● **Exercise instructions**:
(a) Condense the paragraph of the passage about the show that begins "I was 24 years old" into a short bulleted list that keeps its main facts.
(b) From the passage about the show, extract word for word the portion that opens with the words containing "When I walked" and closes with "the show unexpectedly.".

● **Selected extract**:
|---|

When I walked in, Rock Star Designer sideswiped me with a Wild Turkey on the rocks. He said that I looked like I needed it.
He was right, because the person standing next to him was my ex-girlfriend – “The Evil One.” She was at the show unexpectedly.
I knew she liked the band, but I thought we had a sort of unspoken agreement: I’d gotten custody of the shows and she got our mutual friends.
I was 24 years old, still in law school, and still totally in love with her. She’d dumped me over the summer because I didn’t have a job, and she "couldn't support me any more." I didn't bother reminding her then that I was just a student.

|---|

[Data lines]
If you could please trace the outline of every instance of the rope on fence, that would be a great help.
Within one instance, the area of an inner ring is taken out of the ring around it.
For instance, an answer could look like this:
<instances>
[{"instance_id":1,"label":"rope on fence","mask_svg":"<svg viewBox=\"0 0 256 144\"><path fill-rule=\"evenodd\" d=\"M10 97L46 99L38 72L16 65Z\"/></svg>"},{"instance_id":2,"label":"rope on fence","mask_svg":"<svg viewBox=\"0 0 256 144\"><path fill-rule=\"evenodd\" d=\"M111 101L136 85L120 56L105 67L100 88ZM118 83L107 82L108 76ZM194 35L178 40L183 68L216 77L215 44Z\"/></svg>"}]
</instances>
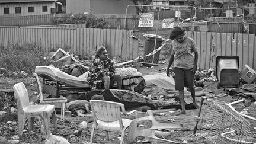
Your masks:
<instances>
[{"instance_id":1,"label":"rope on fence","mask_svg":"<svg viewBox=\"0 0 256 144\"><path fill-rule=\"evenodd\" d=\"M169 39L168 39L159 47L158 47L158 49L154 50L153 51L152 51L152 52L149 53L149 54L148 54L146 56L139 56L138 57L137 57L137 58L136 58L136 59L135 59L133 60L130 60L129 61L127 61L127 62L121 62L121 63L119 63L114 65L114 66L120 66L121 65L124 65L124 64L127 64L128 63L130 63L132 62L137 60L139 58L143 58L143 57L145 57L146 56L149 56L153 55L155 53L156 53L157 52L159 51L165 45L167 41L168 41L169 40L170 40Z\"/></svg>"}]
</instances>

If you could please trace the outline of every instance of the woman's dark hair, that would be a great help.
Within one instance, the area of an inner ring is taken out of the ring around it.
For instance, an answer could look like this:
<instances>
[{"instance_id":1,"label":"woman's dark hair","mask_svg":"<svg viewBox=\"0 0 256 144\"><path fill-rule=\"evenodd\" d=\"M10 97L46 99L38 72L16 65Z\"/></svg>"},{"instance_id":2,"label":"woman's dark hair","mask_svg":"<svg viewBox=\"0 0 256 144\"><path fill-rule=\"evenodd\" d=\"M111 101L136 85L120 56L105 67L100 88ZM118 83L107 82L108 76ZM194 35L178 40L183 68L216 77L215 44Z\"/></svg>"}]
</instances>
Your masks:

|---|

● **Task results**:
(a)
- I was 24, still in law school, and still completely in love with her.
- She had ended the relationship over the summer because I had no job and she "couldn't support me any more."
- I didn't remind her then that I was only a student.

(b)
When I walked in, Rock Star Designer sideswiped me with a Wild Turkey on the rocks. He said that I looked like I needed it.
He was right, because the person standing next to him was my ex-girlfriend – “The Evil One.” She was at the show unexpectedly.